** Provided data follows **
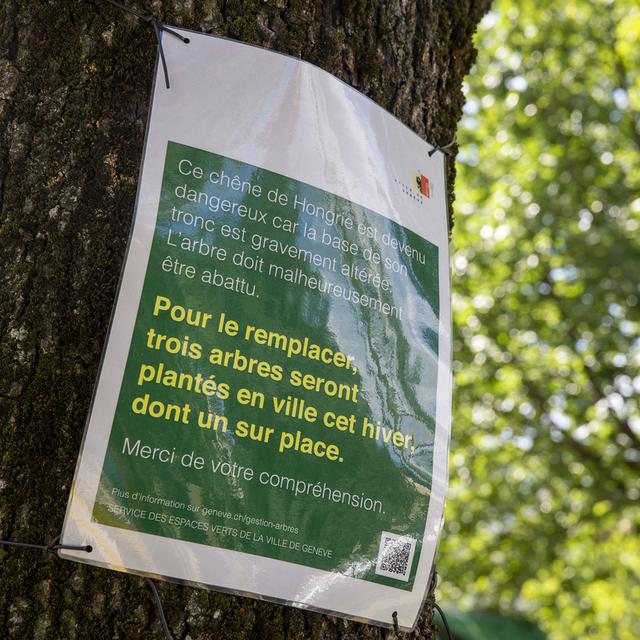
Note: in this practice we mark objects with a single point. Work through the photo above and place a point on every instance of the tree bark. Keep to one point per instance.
(75, 80)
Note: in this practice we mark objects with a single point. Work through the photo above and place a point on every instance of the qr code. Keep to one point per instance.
(395, 556)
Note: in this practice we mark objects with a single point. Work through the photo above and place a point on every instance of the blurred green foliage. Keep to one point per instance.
(543, 511)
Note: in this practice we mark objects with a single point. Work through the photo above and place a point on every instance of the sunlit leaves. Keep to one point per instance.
(543, 516)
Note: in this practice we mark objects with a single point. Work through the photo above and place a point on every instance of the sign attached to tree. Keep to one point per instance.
(273, 406)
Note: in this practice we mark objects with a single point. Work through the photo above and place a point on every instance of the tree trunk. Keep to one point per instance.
(75, 80)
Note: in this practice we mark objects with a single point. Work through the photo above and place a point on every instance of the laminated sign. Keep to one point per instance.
(272, 411)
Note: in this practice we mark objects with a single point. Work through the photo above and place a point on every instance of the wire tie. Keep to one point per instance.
(160, 610)
(158, 27)
(396, 626)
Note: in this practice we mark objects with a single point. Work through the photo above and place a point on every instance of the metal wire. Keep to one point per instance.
(446, 149)
(444, 620)
(160, 610)
(158, 28)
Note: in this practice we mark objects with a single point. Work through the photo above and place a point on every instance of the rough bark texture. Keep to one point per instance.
** End of Provided data **
Your assignment: Everything from the line that has "tree. Keep to one point per instance." to the final line above should be retyped exactly, and nothing else.

Answer section:
Note: in this practice we mark objects with a single point. Work through the photo above and place a point on every instance of the sign attached to tree. Keep to one point per instance.
(273, 406)
Note: in this practice we mark objects with a single point. Work through the photo above and place a point on every instance of the tree trunk. Keep to one point per instance.
(75, 80)
Note: in this practice we mark objects with a single point. Work through the photo above and place a point on every instance of the laminated sign. Keep to one point per instance.
(272, 411)
Note: in this practice we mark objects with a single point. Work through the photo above and place a point on every instance of the wire tie. Keep to one point per instance.
(160, 610)
(158, 27)
(396, 626)
Note: in this practice we mark objects with a single point. Work through the photo above and place a point on every instance of the metal wire. Keep to one point per instance.
(446, 149)
(444, 620)
(160, 610)
(158, 28)
Note: in this practice we mark objects with a single point. Work through the photo above and place a point on every instance of the rough bark texture. Keep to one point per instance.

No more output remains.